Can you repeat every one of the items below word for word, keeping each line unchanged?
━━━━━━━━━━━━━━━━━━━━━━━━━━━━━━
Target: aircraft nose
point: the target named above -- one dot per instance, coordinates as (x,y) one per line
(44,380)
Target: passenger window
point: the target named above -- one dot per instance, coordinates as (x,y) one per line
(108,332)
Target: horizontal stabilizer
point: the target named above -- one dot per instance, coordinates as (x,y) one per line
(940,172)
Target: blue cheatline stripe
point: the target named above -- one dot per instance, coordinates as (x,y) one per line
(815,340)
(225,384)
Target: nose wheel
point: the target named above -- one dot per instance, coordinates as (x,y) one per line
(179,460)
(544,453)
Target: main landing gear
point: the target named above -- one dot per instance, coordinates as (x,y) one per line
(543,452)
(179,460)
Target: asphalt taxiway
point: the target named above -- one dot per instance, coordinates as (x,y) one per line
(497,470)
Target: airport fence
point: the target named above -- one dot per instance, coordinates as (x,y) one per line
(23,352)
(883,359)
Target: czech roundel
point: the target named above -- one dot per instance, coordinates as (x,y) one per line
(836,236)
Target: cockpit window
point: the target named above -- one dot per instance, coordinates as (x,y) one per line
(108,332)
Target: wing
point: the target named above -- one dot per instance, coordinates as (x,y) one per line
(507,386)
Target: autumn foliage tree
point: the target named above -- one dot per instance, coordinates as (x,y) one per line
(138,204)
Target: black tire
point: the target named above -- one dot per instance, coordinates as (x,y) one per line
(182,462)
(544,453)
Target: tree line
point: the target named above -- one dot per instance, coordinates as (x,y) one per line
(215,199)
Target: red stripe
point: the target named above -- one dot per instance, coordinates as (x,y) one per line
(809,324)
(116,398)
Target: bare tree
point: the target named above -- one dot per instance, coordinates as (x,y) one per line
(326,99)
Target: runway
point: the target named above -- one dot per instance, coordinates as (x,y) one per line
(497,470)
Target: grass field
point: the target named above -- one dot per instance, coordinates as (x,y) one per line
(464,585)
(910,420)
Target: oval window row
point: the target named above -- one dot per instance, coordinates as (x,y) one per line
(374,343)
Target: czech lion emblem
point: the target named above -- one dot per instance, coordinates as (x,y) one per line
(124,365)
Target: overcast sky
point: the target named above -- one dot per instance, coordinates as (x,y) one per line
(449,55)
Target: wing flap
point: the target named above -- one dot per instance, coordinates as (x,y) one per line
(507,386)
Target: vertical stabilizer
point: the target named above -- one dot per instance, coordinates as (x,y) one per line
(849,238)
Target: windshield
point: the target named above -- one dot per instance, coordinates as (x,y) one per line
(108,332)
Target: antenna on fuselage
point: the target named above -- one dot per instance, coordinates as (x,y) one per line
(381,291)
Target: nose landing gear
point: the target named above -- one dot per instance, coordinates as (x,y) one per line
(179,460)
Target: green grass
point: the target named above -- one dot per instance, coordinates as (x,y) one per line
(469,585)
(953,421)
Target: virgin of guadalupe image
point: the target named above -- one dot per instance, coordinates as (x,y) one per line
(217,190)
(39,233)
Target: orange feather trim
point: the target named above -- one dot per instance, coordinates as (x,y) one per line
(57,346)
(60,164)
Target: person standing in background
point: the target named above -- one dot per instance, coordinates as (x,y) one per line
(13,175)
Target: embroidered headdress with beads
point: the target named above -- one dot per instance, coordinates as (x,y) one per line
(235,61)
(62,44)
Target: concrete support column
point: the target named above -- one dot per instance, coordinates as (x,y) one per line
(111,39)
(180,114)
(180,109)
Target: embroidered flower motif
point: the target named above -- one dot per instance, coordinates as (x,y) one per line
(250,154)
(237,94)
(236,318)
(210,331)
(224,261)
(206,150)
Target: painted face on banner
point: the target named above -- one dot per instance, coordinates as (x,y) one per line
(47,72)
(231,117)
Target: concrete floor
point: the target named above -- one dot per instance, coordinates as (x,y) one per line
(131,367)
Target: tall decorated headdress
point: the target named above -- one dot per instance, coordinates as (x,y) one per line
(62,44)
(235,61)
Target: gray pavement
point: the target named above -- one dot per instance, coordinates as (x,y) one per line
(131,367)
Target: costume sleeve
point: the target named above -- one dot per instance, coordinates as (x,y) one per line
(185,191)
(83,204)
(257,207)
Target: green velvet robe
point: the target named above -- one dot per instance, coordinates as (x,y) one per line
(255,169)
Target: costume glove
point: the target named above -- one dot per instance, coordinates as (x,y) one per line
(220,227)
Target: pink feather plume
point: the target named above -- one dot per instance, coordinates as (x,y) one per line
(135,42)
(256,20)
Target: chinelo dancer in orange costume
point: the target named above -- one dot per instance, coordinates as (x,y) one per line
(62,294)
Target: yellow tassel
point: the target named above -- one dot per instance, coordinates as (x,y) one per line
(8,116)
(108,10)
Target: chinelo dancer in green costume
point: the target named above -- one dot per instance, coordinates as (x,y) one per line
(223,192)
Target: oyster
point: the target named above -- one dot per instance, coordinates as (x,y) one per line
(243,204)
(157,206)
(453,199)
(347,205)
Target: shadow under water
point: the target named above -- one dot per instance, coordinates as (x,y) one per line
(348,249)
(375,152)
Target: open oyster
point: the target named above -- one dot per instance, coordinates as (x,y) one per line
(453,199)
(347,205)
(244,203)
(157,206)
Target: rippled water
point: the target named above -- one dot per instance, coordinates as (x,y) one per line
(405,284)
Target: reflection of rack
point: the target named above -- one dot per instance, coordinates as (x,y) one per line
━━━━━━━━━━━━━━━━━━━━━━━━━━━━━━
SOLVED EXERCISE ::
Target: aircraft nose
point: the target named above -- one dot per instance, coordinates as (x,y) one per line
(44,380)
Target: passenger window
point: the target named above -- one dot per instance, coordinates as (x,y) one per line
(108,332)
Target: horizontal stabilizer
point: the target named above -- one dot per instance, coordinates as (x,y) one per line
(940,172)
Target: blue cheatline stripe
point: the target named above -- one dot per instance, coordinates as (x,y) one per line
(815,340)
(225,384)
Target: nose wheel
point: the target named above -- one dot per instance, coordinates as (x,y) one per line
(179,460)
(544,453)
Target: main landing gear
point: the target named above -- one dot per instance, coordinates as (x,y) one per line
(543,452)
(179,460)
Target: asphalt taxiway
point: the target named above -- one dot per instance, coordinates as (x,y) one per line
(497,470)
Target: airport fence
point: the target named above -- one dot per instance, coordinates as (x,y) one per line
(23,352)
(883,359)
Target: czech roundel
point: the target named above -- one dot per instance, coordinates as (x,y) one per line
(836,236)
Target: cockpit window
point: the target named above -- one dot per instance, coordinates as (x,y) one per line
(108,332)
Target: wing
point: the target named above -- one dot per instance, coordinates as (x,y) one per line
(507,386)
Target: autumn foliage tree
point: the target named above -- one dot per instance, coordinates as (x,y) one per line
(138,204)
Target: black tire
point: the target named above -- one dot per instance, coordinates as (x,y) one per line
(182,462)
(544,453)
Target: tree line
point: the target named above -- one dot per instance, coordinates as (x,y) one per line
(215,199)
Target: red stripe
point: the target named above -- one dot per instance, coordinates as (x,y) one per line
(809,324)
(116,398)
Target: bare tree
point: the target named above -- one dot per instance, coordinates as (x,y) one per line
(326,99)
Target: runway
point: the target named above -- one dot per instance, coordinates as (x,y) one per line
(497,470)
Target: grass field
point: the target named above -- one dot per instance, coordinates as (x,y) one per line
(464,585)
(910,420)
Target: oval window row
point: the target named above -- one dot per instance, coordinates as (x,y) one per line
(374,343)
Target: czech lion emblem
point: the target named above -- one dot per instance, coordinates as (x,y) one per line
(124,365)
Target: overcast sky
point: the target named above -- one dot per instance, coordinates as (x,y) one per line
(449,55)
Target: wing flap
point: the target named above -- one dot per instance, coordinates as (x,y) one per line
(507,386)
Target: vertical stabilizer
point: the target named above -- one dot per instance, coordinates as (x,y) one per line
(849,238)
Target: windshield
point: the target named above -- one dot per instance, coordinates as (x,y) one per line
(108,332)
Target: antenna on fuselage
point: the target named above -- one dot per instance, coordinates as (x,y) one per line
(381,291)
Target: nose landing gear
point: the target named above -- one dot per instance, coordinates as (x,y) one per line
(179,460)
Target: green grass
point: the target named above -- one dot per instance, coordinates as (x,y) one per line
(469,585)
(953,421)
Target: virgin of guadalupe image
point: the target named above -- one dot per instance, coordinates as (x,y) one per line
(217,190)
(39,233)
Target: orange feather trim
point: the target named above -- one dot per instance, coordinates as (x,y) one per line
(57,346)
(60,164)
Target: person standing in background
point: the target named above -- one dot per instance, coordinates as (x,y) one per line
(13,175)
Target: embroidered headdress with beads
point: the target named above -- one dot per instance, coordinates as (x,y) one per line
(235,61)
(62,44)
Target: concrete support column
point: the target named above -- one dot per instance, coordinates as (x,y) one per line
(111,39)
(180,114)
(180,109)
Target: embroidered flower motif
point: the target named above -- one dot per instance, coordinates as (x,y) one per line
(250,154)
(237,94)
(236,318)
(210,331)
(224,261)
(206,150)
Target: painted face on banner
point: the target named above -- one dot per instance, coordinates as (x,y) one per line
(47,72)
(231,117)
Target: concrete floor
point: the target named above -- one dot per instance, coordinates as (x,y) one per line
(131,367)
Target: tall decorated headdress
point: the target named above -- one dot per instance, coordinates as (x,y) one per line
(62,44)
(235,61)
Target: gray pavement
point: the target named above -- one dot per instance, coordinates as (x,y) one per line
(131,367)
Target: costume sleeve
point: the target named above -- one dot per instance, coordinates as (x,y) one per line
(185,191)
(83,204)
(257,207)
Target: green velvet robe
point: the target named above -- one dot per instance, coordinates as (x,y) one per line
(255,169)
Target: costume glove
point: the target named above -- one dot per instance, coordinates as (x,y) one per line
(220,227)
Target: pink feather plume
point: the target named above -- one dot per instance, coordinates as (x,y) one per line
(135,42)
(256,20)
Target: chinelo dancer in orange costume
point: the target named above -- one dot per instance, coordinates as (x,y) one per line
(62,294)
Target: yellow tassel
point: the target named above -- one dot per instance, coordinates as (x,y) one per line
(8,116)
(108,10)
Target: chinelo dancer in green costume
point: the target named above -- one dot per instance, coordinates as (x,y) one per line
(223,192)
Target: oyster
point: the target named above -- one dot per instance, coordinates as (x,y) one per line
(243,204)
(157,206)
(453,199)
(347,205)
Target: shadow under water
point: the target named above -- one dot per instance, coordinates as (x,y) one per line
(348,249)
(375,152)
Target: open oyster
point: the target named above -- one dot per instance, coordinates as (x,y) one per line
(453,199)
(347,205)
(244,203)
(157,206)
Target: rippled water
point: the target named above -- one dot per instance, coordinates as (x,y) one per line
(405,284)
Target: reflection of rack
point: the target named above -- one dot per instance, coordinates as (x,y) one per line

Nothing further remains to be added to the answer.